**Objectif**
Répondez aux questions suivantes à partir du passage retenu :
(a) Où Denys pensait-il partir en vacances à l'automne 2022, et pour combien de temps ?
(b) Dans quelle structure a-t-il été incorporé ?
(c) Quelle fonction occupe Volodymyr Sagaydak ?

**Passage retenu**
Enquête France 2 Sur les traces de Denys, adolescent ukrainien déporté et embrigadé par la Russie

Article rédigé par France 2 - Marine Delrue, Jérémie Laurent-Kaysen, Bénédicte Mingot
France Télévisions
Publié
Temps de lecture : 6 min
Denys Kostev partage un message patriotique russe dans une vidéo du 29 mai 2023. (Capture d'écran) (TELEGRAM ACTUALITES DE LA REGION DE KHERSON)
A l'automne 2022, ce jeune Ukrainien de 16 ans pensait partir en vacances deux semaines en Crimée, mais il n'est jamais rentré chez lui. Il a été incorporé dans l'armée de jeunesse militaire russe. Comme Denys, des milliers d'enfants ukrainiens sont déplacés, y compris par la force, afin d'être transformés en fervents citoyens russes.

"Nous allons gagner ! Nous sommes l'Ukraine ! Mort aux ennemis !" Le 25 février 2022, au lendemain de l'invasion russe en Ukraine, le directeur du centre social de Kherson, Volodymyr Sagaydak, publie sur son compte Facebook une photo accompagnée de cette légende. Sur l'image, une quinzaine d'enfants de l'établissement sont regroupés devant le drapeau jaune et bleu, en soutien aux forces ukrainiennes.

**Données extraites**
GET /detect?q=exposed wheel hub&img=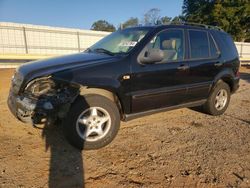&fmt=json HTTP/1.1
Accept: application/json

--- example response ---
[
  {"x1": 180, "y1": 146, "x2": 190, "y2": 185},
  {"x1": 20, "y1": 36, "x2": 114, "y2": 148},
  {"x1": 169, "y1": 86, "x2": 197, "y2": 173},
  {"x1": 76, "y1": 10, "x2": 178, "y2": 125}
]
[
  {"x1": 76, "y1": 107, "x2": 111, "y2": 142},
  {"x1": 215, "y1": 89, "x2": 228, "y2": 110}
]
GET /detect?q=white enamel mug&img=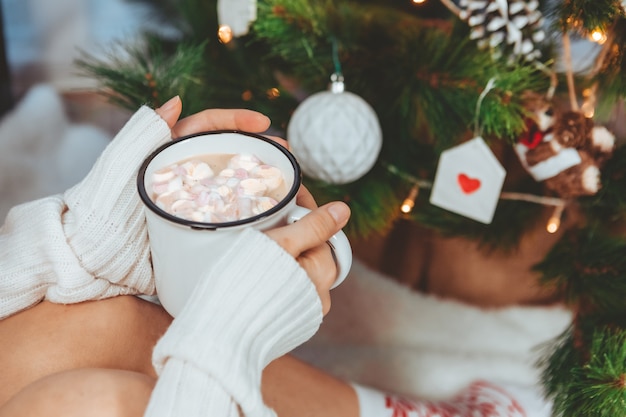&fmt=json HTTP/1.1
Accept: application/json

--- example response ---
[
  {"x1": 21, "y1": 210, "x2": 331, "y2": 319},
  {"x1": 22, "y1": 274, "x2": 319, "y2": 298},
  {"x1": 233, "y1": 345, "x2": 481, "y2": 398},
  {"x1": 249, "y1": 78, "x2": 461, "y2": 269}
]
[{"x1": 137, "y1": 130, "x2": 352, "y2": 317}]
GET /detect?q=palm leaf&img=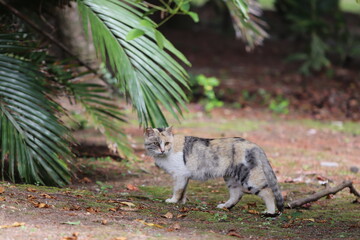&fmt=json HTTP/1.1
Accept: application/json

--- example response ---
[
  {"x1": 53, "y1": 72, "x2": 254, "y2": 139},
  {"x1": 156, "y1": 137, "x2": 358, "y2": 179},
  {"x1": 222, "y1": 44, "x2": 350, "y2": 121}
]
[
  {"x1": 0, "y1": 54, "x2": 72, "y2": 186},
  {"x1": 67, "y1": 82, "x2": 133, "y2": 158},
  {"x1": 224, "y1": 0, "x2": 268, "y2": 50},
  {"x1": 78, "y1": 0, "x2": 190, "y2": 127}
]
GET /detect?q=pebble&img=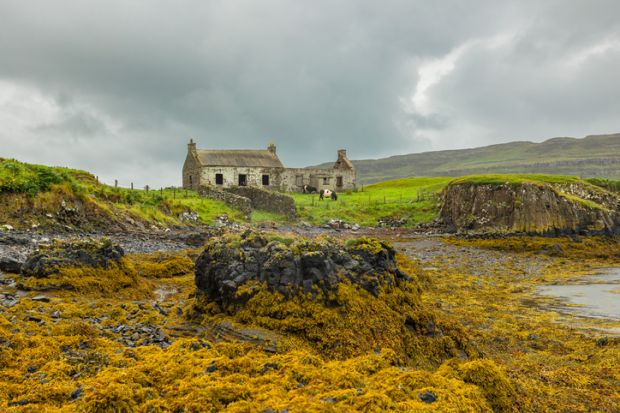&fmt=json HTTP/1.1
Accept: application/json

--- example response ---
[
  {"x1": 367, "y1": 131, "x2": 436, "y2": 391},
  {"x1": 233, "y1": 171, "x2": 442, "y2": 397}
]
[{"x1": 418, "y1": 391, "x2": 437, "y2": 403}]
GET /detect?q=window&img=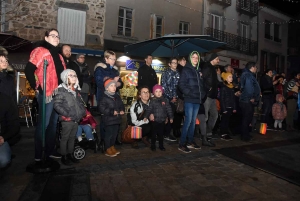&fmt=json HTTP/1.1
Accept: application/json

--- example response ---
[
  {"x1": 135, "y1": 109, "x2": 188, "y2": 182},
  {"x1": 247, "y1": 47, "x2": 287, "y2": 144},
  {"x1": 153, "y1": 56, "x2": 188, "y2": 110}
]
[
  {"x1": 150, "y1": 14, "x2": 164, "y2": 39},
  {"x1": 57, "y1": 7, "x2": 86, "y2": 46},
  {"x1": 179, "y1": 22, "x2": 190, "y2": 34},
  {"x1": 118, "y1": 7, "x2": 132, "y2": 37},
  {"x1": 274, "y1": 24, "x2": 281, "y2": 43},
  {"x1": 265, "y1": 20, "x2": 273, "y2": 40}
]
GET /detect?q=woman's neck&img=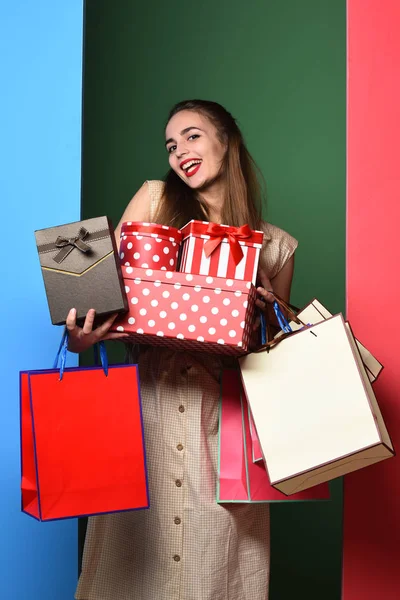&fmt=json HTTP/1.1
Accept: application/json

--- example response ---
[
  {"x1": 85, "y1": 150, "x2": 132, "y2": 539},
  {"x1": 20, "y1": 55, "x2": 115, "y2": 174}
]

**Corrigé**
(a) En Crimée, pour deux semaines.
(b) Dans l'armée de jeunesse militaire russe.
(c) Directeur du centre social de Kherson.